▸ TEXT SHOWN:
## start

Usually when I wake up in the morning and meditate, thinking about what I would like to share with my brothers and sisters, God speaks to me in many different ways. This morning when I opened my eyes and lifted my head from prayer, there was a brochure of the Women's Federation for World Peace to my right. It was designed by Sean Kim, the son of our regional leader here. On the cover there was a flurry of beautiful butterflies. The interesting thing was that the curtains in my hotel room were arranged in such a way that when the sun struck them, it caused the shadows to make an outline like a monarch butterfly.
I sat there and felt God's love by looking at this beautiful shadow of a butterfly on top of the Women's Federation for World Peace brochure. I felt God's love, God's presence, and I realized once again how remarkable is God's vision for not just Costa Rica but for all his children around the world.
When I think about butterflies, one of the most famous is the monarch. It migrates from North America to the trans-Mexican volcanic mountain ranges. Monarchs in North America start their southward journey in late summer or fall and travel more than 2,500 miles to reach their overwintering sites in Mexico, almost with a mission. To the Asian ear, "Mexico" sounds like maxi-go. They are going full speed on a mission. They're going to go to their wintering sites because that's what their internal compass tells them.
Because this compass is within them and they can use the earth's magnetic field for orientation, these beautiful and seemingly fragile butterflies take enormous trips down to Central America and back, knowing that they have a mission, knowing where they need to go. The interesting thing about the migration process is that in their annual flights to reach the wintering sites and then to return to the summer home, the monarchs go through successive generations. Many butterflies die along the way, but new generations carry on, year after year. Come rain or snow or sunshine, they do this because their internal compass tells them what they need to do.
We as God's sons and daughters are taking the long journey of life. Just as monarch butterflies inherently know how to use the earth's magnetic fields to guide them where they should go, we have our own internal compass, the heart that informs us who we are and guides us where we need to go when it is connected to the heart of our Heavenly Parent and guided and supported by the heart of our True Parents.
Regardless of how long our journeys might be and how many thousands of miles we must travel to and fro in order to come back into the embrace of our Heavenly Parent, our internal compass knows exactly what we need to do. We as a movement have gone through over 50 years of following our True Parents. For those of us lucky enough to be living at this time, as I often remind brothers and sisters, think about what it must have been like for the disciples of Christ 2,000 years ago to have walked, sailed, and ministered to the people together with Jesus.

## end

▸ Records:
## start

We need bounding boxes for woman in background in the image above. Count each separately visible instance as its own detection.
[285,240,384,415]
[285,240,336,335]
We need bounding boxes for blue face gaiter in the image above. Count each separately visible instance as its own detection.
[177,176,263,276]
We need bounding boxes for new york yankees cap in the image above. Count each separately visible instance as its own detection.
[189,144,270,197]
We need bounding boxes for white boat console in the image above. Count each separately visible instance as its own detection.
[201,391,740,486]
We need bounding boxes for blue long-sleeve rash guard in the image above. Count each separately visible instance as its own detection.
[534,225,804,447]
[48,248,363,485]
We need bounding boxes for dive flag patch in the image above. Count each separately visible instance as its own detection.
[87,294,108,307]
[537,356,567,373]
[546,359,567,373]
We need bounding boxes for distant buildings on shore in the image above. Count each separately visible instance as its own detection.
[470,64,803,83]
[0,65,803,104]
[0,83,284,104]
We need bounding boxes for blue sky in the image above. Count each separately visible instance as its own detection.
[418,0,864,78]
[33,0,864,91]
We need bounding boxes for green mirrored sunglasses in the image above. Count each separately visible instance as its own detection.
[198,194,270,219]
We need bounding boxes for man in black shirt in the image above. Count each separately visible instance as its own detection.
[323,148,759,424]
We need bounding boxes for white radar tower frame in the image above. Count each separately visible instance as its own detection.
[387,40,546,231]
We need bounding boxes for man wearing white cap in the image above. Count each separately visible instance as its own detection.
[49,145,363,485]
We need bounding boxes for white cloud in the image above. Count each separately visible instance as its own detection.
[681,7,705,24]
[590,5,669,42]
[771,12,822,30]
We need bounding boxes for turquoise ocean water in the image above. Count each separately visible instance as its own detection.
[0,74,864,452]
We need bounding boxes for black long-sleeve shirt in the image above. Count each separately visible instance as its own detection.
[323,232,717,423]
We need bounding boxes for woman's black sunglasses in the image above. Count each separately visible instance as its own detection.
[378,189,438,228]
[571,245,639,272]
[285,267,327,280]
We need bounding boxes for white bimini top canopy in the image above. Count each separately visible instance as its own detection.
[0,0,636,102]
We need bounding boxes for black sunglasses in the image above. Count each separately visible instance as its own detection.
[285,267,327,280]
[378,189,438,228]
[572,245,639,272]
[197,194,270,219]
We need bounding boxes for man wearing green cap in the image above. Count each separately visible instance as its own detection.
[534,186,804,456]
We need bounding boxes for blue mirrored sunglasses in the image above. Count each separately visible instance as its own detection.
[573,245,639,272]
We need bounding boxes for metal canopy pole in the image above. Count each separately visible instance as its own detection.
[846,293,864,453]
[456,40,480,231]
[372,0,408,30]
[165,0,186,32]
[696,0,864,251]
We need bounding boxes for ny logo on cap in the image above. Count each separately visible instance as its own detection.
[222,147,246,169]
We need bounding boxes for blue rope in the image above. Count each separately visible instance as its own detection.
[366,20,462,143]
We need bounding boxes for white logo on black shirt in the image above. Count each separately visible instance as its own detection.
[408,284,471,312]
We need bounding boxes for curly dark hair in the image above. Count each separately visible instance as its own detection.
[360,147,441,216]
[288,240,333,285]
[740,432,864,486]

## end

▸ WHAT IS ASKED: In one to three sentences, explain why the reflection on monarch butterflies says these seemingly fragile butterflies can take enormous trips to Central America and back. The records come from a different source than the text.

▸ RESPONSE TO THIS TASK: They can make these trips because a compass is within them and they can use the earth's magnetic field for orientation. That internal compass lets them know their mission and where they need to go.